Problem statement:
An exact copy of the records is required, minus the pictures they hold.

[Rows of box annotation data]

(begin)

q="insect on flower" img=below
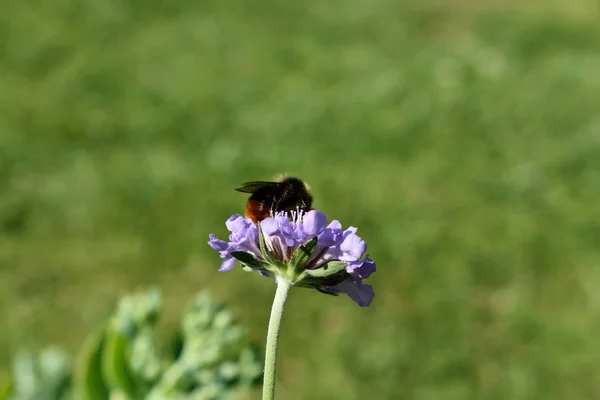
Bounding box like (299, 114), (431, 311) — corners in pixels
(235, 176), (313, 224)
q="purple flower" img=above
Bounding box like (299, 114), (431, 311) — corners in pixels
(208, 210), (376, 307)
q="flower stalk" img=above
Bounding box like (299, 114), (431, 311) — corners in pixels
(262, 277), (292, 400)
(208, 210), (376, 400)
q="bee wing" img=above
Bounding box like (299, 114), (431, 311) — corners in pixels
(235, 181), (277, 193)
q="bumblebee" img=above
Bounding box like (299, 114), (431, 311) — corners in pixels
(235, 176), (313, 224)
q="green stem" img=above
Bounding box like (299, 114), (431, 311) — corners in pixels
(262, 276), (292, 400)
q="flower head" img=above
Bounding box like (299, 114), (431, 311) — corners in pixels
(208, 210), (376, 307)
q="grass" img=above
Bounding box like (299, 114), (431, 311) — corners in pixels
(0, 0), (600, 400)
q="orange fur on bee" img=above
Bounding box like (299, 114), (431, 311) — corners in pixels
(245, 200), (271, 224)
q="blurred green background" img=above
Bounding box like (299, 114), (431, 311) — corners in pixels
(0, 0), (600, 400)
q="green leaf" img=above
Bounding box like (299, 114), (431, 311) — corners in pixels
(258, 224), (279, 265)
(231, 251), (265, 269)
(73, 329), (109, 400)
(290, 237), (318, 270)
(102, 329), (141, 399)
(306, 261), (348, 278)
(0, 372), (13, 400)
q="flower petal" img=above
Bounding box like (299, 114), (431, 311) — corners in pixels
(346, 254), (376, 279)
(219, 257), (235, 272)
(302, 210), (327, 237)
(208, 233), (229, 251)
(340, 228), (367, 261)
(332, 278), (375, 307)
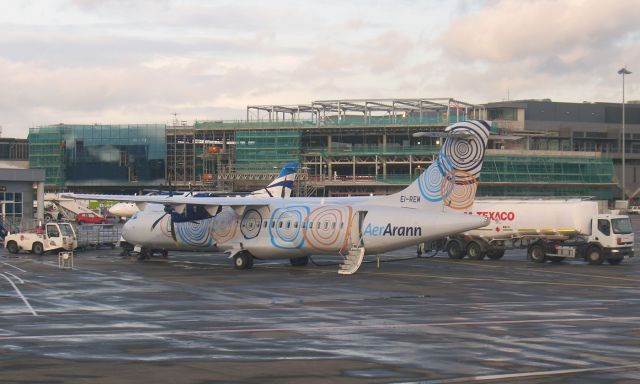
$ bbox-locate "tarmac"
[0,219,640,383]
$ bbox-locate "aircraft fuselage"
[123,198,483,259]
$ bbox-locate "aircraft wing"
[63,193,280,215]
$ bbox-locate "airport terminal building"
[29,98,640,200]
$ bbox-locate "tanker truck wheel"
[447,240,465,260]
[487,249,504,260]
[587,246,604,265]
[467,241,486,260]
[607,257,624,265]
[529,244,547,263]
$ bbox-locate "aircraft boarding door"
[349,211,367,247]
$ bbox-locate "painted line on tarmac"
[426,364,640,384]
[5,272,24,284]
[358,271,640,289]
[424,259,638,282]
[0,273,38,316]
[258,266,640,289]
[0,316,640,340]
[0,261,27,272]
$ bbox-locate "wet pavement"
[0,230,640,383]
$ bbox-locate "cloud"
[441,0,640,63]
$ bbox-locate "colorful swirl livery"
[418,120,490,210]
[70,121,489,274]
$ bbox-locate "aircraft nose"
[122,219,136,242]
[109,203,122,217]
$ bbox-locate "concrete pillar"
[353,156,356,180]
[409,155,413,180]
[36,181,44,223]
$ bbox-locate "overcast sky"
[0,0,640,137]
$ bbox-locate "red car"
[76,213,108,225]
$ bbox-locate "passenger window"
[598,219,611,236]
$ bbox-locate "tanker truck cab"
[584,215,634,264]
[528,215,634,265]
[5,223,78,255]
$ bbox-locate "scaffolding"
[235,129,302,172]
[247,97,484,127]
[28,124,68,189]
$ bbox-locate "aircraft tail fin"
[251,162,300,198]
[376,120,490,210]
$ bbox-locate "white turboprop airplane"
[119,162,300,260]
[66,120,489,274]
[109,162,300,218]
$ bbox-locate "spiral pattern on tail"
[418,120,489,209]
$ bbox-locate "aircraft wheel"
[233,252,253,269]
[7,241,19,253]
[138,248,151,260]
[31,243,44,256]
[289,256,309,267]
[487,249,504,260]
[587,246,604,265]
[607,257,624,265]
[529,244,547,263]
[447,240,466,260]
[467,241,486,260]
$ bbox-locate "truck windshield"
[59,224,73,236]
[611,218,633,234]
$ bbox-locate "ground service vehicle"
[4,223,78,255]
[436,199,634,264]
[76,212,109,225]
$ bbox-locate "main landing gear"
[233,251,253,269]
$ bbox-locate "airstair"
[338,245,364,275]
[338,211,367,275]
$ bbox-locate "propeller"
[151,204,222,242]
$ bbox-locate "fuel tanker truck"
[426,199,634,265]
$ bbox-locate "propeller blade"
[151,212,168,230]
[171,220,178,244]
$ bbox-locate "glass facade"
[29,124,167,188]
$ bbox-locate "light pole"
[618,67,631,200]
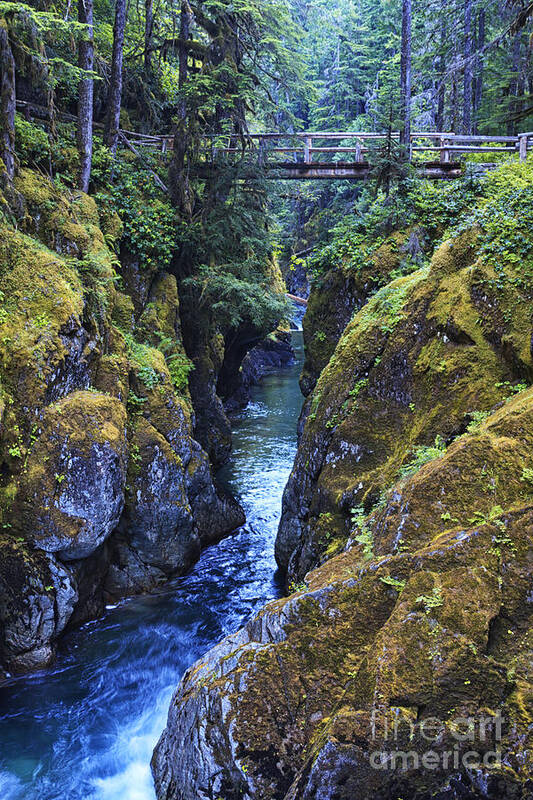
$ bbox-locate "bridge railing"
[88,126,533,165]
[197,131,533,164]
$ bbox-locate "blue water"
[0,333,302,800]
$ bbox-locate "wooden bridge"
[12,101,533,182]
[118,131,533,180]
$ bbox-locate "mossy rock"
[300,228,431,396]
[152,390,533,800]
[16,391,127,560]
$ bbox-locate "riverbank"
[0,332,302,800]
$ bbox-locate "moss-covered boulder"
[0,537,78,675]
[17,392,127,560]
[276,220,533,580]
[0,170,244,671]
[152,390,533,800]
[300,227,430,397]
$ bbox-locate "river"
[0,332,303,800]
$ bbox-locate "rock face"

(end)

Completed exercise:
q="insect on flower" img=below
Bounding box like (299, 114), (431, 311) — corners in pixels
(235, 176), (313, 224)
q="purple flower" img=above
Bounding box like (299, 114), (431, 311) — corners in pixels
(208, 210), (376, 307)
q="flower stalk" img=above
Bounding box like (299, 114), (431, 311) — corners in pixels
(262, 277), (292, 400)
(208, 210), (376, 400)
q="bee wing" img=above
Bounding box like (299, 114), (431, 311) — corners in pixels
(235, 181), (277, 193)
q="bumblebee" img=above
Bounding box like (299, 114), (431, 311) — corners in pixels
(235, 176), (313, 224)
q="green stem" img=above
Bounding box like (299, 114), (431, 311) — corners in pixels
(262, 276), (292, 400)
q="flower head" img=above
Bounding box like (299, 114), (431, 311) — corners in pixels
(208, 210), (376, 307)
q="grass" img=above
Bounding box like (299, 114), (431, 311) — corners in pixels
(0, 0), (600, 400)
q="orange fur on bee" img=above
Bounding box like (299, 114), (431, 311) — corners in pixels
(245, 200), (271, 224)
q="blurred green background" img=above
Bounding box like (299, 114), (431, 311) — corners in pixels
(0, 0), (600, 400)
q="green leaf" img=above
Bounding box like (299, 114), (431, 311) — corners in pixels
(258, 224), (279, 265)
(231, 251), (265, 269)
(73, 329), (109, 400)
(290, 237), (318, 270)
(102, 329), (141, 399)
(306, 261), (348, 278)
(0, 372), (13, 400)
q="flower petal" img=above
Bounding box like (299, 114), (431, 311) — corners in pixels
(346, 254), (376, 279)
(219, 257), (235, 272)
(302, 210), (327, 237)
(208, 233), (229, 251)
(340, 228), (367, 261)
(332, 278), (375, 307)
$ bbox-locate "tarmac"
[0,219,640,383]
$ bbox-locate "aircraft fuselage"
[123,198,483,259]
$ bbox-locate "aircraft wing"
[63,193,280,215]
$ bbox-locate "airport terminal building"
[29,98,640,200]
$ bbox-locate "tanker truck wheel"
[447,240,465,260]
[487,249,504,260]
[587,246,604,265]
[467,241,486,260]
[607,257,624,265]
[529,244,547,263]
$ bbox-locate "aircraft boarding door"
[349,211,367,247]
$ bbox-locate "painted line on tarmac"
[426,364,640,384]
[5,272,24,284]
[358,271,640,289]
[424,259,638,282]
[0,273,38,316]
[258,266,640,289]
[0,316,640,340]
[0,261,27,272]
$ bbox-locate "wet pavement"
[0,230,640,383]
$ bbox-locate "cloud"
[441,0,640,63]
$ bbox-locate "colorful swirl livery"
[418,120,490,210]
[70,121,489,274]
$ bbox-locate "aircraft nose"
[122,219,136,242]
[109,203,122,217]
$ bbox-locate "concrete pillar"
[353,156,356,180]
[409,155,413,180]
[36,181,44,223]
$ bbox-locate "overcast sky"
[0,0,640,137]
$ bbox-locate "red car"
[76,213,108,225]
$ bbox-locate "passenger window"
[598,219,611,236]
$ bbox-locate "tanker truck cab"
[584,215,634,264]
[528,215,634,265]
[5,223,78,255]
$ bbox-locate "scaffolding"
[235,129,302,172]
[247,97,484,127]
[28,124,68,189]
$ bbox-locate "aircraft tail fin"
[251,162,300,198]
[376,120,490,210]
$ bbox-locate "white turboprop airplane"
[119,162,300,260]
[66,120,489,274]
[109,162,300,218]
$ bbox-locate "spiral pattern on tail"
[418,120,489,209]
$ bbox-locate "aircraft wheel"
[233,252,253,269]
[7,241,19,253]
[138,248,151,260]
[31,243,44,256]
[289,256,309,267]
[487,249,504,260]
[587,246,604,265]
[607,257,624,265]
[529,244,547,263]
[447,240,466,260]
[467,241,486,260]
$ bbox-locate "truck windshield"
[59,224,73,236]
[611,218,633,234]
$ bbox-locate "ground service vehicle"
[4,223,78,255]
[436,199,634,264]
[76,212,109,225]
$ bbox-locate "main landing gear"
[233,251,253,269]
$ bbox-locate "airstair"
[338,245,364,275]
[338,211,367,275]
$ bbox-locate "propeller"
[151,204,222,242]
$ bbox-locate "fuel tanker truck"
[426,199,634,265]
$ bbox-locate "propeller blade"
[151,212,168,230]
[171,220,178,244]
$ bbox-locate "glass facade"
[29,124,167,188]
$ bbox-locate "light pole"
[618,67,631,200]
$ bbox-locate "bridge railing"
[88,126,533,165]
[197,131,533,164]
$ bbox-locate "blue water"
[0,333,302,800]
$ bbox-locate "wooden bridge"
[12,101,533,182]
[118,131,533,180]
$ bbox-locate "mossy rock"
[300,228,431,396]
[152,390,533,800]
[16,391,127,560]
$ bbox-locate "riverbank"
[0,332,302,800]
$ bbox-locate "moss-covered boulder"
[0,537,78,675]
[17,392,127,560]
[276,220,533,580]
[0,170,244,671]
[152,390,533,800]
[300,227,430,397]
$ bbox-locate "river"
[0,332,303,800]
$ bbox-locate "rock face"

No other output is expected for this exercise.